> [The problem] Go to the line in the data below that contains "of the concrete". Write it out exactly, along with every later line through the last, and nothing else.

> [Region pointing data]
=== Section Start ===
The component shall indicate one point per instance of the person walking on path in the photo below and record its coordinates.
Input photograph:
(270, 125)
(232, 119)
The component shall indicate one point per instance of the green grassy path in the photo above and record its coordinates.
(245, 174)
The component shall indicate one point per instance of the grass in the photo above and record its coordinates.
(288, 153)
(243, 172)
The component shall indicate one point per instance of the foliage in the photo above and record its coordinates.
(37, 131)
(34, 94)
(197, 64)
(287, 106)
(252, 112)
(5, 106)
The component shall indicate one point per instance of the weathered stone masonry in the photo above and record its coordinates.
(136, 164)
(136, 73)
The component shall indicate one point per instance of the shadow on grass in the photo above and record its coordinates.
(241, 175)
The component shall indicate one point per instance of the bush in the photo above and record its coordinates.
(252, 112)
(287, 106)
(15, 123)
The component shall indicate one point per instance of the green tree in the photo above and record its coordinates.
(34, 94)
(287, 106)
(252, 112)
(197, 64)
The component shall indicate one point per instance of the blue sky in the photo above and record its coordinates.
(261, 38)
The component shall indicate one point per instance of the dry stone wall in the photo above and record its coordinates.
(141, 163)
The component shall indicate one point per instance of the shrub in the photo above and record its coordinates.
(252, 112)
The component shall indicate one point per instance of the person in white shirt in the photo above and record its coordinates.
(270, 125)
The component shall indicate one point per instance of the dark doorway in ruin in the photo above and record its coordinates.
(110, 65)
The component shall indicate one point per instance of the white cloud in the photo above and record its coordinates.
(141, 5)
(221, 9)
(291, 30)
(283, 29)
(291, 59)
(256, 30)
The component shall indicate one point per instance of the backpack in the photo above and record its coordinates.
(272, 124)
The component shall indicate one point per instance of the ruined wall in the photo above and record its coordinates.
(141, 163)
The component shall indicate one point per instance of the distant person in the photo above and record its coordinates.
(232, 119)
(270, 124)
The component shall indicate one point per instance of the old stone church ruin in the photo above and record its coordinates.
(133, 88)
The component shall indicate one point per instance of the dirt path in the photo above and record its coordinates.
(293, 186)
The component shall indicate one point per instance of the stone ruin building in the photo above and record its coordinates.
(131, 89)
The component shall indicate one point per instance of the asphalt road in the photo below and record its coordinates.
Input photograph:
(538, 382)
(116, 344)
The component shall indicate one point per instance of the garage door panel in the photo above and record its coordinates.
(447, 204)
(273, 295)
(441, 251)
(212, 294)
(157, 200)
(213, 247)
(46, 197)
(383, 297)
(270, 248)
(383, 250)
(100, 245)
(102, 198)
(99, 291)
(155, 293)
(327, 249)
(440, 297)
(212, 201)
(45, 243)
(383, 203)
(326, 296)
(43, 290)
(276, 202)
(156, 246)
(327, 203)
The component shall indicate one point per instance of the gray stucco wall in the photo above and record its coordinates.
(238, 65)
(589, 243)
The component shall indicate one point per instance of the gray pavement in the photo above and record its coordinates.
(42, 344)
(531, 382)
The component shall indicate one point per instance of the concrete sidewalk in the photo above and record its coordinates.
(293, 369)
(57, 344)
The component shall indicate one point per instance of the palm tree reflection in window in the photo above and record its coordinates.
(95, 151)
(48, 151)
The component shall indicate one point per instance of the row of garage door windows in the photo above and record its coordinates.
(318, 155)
=== Section End ===
> [Task answer]
The component shall indicate one point per instance of the concrete sidewalk in the photo above and record its coordinates.
(293, 369)
(57, 344)
The component shall indicate one point per instance of the palm tree reflection in window in the photo above and record its coordinates.
(95, 151)
(48, 151)
The component shall indicate one point per instance of the row of garage door windows in the photo above and record its coordinates.
(318, 155)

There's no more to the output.